BRANO DI TESTO.
^^^^^^^^^^^^^^^^

Oggi parliamo della storia degli allevamenti intensivi: sapevi che il primo tentativo di allevamento intensivo contemporaneo si deve ad un errore commesso quasi cento anni fa? Siamo in Delaware, dove nel 1923 la giovane allevatrice Cecile Long Steel riceve per sbaglio un carico di 500 pulcini, dieci volte tanto quanto ne aveva ordinati per la sua piccola fattoria nella costa ovest degli Stati Uniti.
Invece di segnalare l’errore e rimandare indietro i pulcini, Long Steel decide di tenerli in un capannone al chiuso: qui li nutre di mais e integratori e, a sua sorpresa, vede che i pulcini crescono e si riproducono, aumentando di numeri. Riuscirà a portarne a maturità 387 dei 500 iniziali.

^^^^^^^^^^^^^^^^

(Estratti di dati di etichettatura delle posizioni)
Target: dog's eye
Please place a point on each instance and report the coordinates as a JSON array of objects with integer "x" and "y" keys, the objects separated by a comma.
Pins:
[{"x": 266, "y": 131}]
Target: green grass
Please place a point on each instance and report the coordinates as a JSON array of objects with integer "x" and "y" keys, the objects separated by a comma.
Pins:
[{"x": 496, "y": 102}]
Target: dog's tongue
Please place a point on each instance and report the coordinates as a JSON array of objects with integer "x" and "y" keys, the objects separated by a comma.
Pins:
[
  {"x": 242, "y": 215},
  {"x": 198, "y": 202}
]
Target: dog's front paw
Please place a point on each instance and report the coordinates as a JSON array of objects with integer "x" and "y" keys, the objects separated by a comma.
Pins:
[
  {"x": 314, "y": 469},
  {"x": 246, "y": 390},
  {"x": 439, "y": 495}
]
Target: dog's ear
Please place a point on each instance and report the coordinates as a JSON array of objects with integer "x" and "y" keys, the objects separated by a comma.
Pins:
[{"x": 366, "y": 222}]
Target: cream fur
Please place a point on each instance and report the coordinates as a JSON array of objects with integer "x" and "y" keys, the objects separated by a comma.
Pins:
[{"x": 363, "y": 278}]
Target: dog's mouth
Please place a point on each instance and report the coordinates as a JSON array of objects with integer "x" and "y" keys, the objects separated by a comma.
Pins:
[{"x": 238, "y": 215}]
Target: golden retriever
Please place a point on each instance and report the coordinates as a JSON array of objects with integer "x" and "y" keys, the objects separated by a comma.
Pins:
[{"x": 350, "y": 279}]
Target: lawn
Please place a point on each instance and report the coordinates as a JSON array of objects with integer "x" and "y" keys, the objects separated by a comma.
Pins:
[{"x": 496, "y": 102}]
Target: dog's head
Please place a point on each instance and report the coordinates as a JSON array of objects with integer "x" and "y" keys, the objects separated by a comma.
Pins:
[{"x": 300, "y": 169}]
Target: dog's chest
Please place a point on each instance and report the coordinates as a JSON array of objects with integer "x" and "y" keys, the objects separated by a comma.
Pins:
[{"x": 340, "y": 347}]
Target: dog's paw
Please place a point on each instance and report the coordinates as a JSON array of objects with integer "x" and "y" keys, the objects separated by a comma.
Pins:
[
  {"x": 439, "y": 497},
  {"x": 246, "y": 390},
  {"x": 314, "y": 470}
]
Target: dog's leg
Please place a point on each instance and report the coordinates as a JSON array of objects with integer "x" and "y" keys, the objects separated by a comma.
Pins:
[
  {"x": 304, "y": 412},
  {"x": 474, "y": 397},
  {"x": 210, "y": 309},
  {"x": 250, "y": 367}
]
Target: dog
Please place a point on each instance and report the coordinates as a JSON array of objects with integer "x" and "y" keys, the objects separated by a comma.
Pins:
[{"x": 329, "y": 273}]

^^^^^^^^^^^^^^^^

ESERCIZIO SCRITTO.
Prosegui il brano sulla storia degli allevamenti intensivi, riprendendo subito dopo la sua ultima frase. Il materiale qui non ha alcun ruolo.

RISPOSTA ALL'ESERCIZIO.
L’allevatrice sceglie di ricavare qualche profitto dalla vendita dei suoi polli, che proporrà a 62 centesimi a libbra a ristoranti e hotel in città. Cecile Long Steel non lo sa, ma ha appena dato il via ad un allevamento intensivo di pollame ante-litteram. L’anno successivo, per replicare il successo, ordina mille pulcini, che tre anni dopo arrivano ad essere 10mila. A cinque anni da quel primo “errore”, la donna e il marito, ormai anche lui all’interno dell’attività, ordinano ben 26mila pulcini.
È bene specificare che esperimenti simili furono portati avanti anche nei decenni precedenti negli Stati americani della costa orientale – se ne ha una testimonianza in New Jersey, nel 1880, ad esempio – ma quello di Long Steele è stato il primo ad ottenere successo ed il primo imitato da tanti allevatori, che avevano visto i profitti che una simile attività aveva portato alla famiglia della giovane. Proprio nel 1928, 500 agricoltori di Delmarva, dove la donna abitava, scelsero di investire nella stessa attività di Long Steel.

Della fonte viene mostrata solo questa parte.